- Assignment:
Please reproduce the entire listing exactly.

::::

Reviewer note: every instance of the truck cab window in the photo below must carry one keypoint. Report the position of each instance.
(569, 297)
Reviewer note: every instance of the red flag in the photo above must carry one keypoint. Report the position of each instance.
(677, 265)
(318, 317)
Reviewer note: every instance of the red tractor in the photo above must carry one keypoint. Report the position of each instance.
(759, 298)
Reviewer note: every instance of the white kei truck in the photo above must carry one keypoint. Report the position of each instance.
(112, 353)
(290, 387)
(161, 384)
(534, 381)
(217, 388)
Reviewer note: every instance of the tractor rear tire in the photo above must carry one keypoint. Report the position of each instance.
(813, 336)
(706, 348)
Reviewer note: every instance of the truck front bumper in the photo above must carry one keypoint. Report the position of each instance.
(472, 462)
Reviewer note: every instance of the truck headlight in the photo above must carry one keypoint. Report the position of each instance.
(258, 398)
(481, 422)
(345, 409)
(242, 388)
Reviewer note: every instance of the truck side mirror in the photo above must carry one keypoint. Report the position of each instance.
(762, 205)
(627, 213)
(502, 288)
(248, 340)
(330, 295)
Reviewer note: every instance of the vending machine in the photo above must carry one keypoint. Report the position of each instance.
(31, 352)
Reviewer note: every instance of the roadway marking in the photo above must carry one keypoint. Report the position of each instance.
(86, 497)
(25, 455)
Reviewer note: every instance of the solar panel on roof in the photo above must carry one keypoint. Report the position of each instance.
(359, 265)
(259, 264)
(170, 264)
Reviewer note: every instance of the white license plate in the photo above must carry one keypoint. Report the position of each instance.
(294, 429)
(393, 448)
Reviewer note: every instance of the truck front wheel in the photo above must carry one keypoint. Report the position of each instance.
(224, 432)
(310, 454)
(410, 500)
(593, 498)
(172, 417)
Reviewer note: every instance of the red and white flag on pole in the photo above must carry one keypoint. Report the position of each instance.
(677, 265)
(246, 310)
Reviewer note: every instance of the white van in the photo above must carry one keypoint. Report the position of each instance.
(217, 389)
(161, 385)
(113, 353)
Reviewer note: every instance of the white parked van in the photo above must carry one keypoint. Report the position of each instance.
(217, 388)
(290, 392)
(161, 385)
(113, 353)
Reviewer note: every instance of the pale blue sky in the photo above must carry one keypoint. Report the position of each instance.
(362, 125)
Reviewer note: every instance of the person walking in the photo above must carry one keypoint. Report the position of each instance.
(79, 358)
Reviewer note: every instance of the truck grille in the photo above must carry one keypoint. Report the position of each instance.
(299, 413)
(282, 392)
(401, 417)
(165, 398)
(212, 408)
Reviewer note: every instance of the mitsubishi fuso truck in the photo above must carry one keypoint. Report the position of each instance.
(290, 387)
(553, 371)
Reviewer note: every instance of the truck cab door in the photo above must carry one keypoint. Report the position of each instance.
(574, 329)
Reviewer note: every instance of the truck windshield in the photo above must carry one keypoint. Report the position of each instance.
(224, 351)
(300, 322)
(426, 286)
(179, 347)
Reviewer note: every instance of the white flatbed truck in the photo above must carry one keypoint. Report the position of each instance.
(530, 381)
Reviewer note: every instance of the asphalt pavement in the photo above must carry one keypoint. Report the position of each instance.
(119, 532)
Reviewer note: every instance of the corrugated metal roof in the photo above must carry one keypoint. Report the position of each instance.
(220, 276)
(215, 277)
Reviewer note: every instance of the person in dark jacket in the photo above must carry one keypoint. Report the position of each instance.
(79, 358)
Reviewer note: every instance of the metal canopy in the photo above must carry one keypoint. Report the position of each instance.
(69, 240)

::::

- Written answer:
Reviewer note: every instance of the truck cab window in the photo below must carry one keypoint. Report the position of each instance.
(569, 297)
Reviewer note: every instance of the red flag in the photo above must carry one keypoint. Report the position of each instance.
(677, 265)
(318, 317)
Reviewer note: every instance of the red tractor in the photo above must carry one keypoint. Report the position of each instance.
(759, 298)
Reviewer note: every instance of the white kei truck in the photo above must carry one keypoint. Report the position of each instance.
(112, 353)
(290, 387)
(161, 384)
(534, 381)
(217, 388)
Reviewer note: every instance of the tractor rear tire in the photo above must carry one keypoint. Report the position of each instance.
(813, 336)
(706, 348)
Reviewer note: every instance of the truck front bumper in the photo above must carry one keypoint. Report the position of each instance.
(472, 462)
Reviewer note: every instance of the truck headlight in the photo above must carry one keypoint. Report the position of each instance.
(258, 398)
(481, 422)
(345, 409)
(242, 388)
Reviewer note: every instance of the truck side mirror in the photo above must carry one keypoint. Report the position of each instance.
(762, 205)
(627, 213)
(502, 288)
(248, 340)
(330, 295)
Reviewer note: every instance of the vending machine in the photo above must carry one keypoint. Report the position of each instance.
(31, 352)
Reviewer note: every instance of the roadway marking in the photo above must carry one keypoint. Report the position of each instance.
(86, 497)
(25, 455)
Reviewer note: every instance of the solar panel on roof in the photo above must carry one keypoint. Report the position of each instance.
(359, 265)
(259, 264)
(170, 264)
Reviewer note: every instance of the white license plate in the photo above must carry one keypoint. Report the position of each instance.
(294, 429)
(393, 448)
Reviewer note: every instance of the truck front wheel in the photo above must carry one keypoint. Report the position of each instance.
(224, 432)
(310, 454)
(410, 500)
(593, 498)
(172, 417)
Reviewer note: every instance of the red and white flag on pole in the photo above must carry one keypoint. Report the position of each instance.
(677, 265)
(246, 310)
Reviewer note: every instance of the white van in the photo above must carry one keypoint. Report the position of each instance.
(217, 389)
(161, 385)
(113, 353)
Reviewer note: every instance of the white parked van in the photo above must carry one keypoint. Report the position of each instance.
(217, 388)
(290, 392)
(161, 385)
(113, 353)
Reviewer note: every instance of the pale blue sky in the photo above must carry one keypoint. Report the position of each instance.
(362, 125)
Reviewer note: every instance of the person walking in the photo above must carry one keypoint. Report the position of each instance.
(79, 358)
Reviewer note: every instance of the truck grille in the photo above must carry one keypoint. Report the position of each instance.
(299, 413)
(282, 392)
(401, 417)
(165, 398)
(212, 408)
Reviewer note: every instance of the mitsubishi fuso truck in the photo above must carry one keypoint. Report the position of each instance.
(290, 387)
(553, 371)
Reviewer note: every instance of the truck cab door in the photo above must carry one keypoint. Report the position of each instance.
(574, 329)
Reviewer note: every instance of the truck windshield in the photo above must carry one keypoint. Report the position of each instance.
(224, 351)
(300, 322)
(426, 286)
(179, 347)
Reviewer note: every instance of the white flatbed truck in the photo above must carry one keypoint. Report the position of each instance.
(530, 381)
Reviewer note: every instance of the asphalt pavement in the photo above must carry one keypoint. Report the position of each instance.
(119, 532)
Reviewer note: every instance of the corrugated metal roof in the photo above must carry one keypoint. Report the position of each instance.
(220, 276)
(215, 277)
Reviewer note: every instance of the person in dark jacket in the photo above must carry one keypoint. Report the position of each instance.
(79, 358)
Reviewer note: every instance of the metal canopy in the photo above must carry one keypoint. Report the position of each instance.
(69, 240)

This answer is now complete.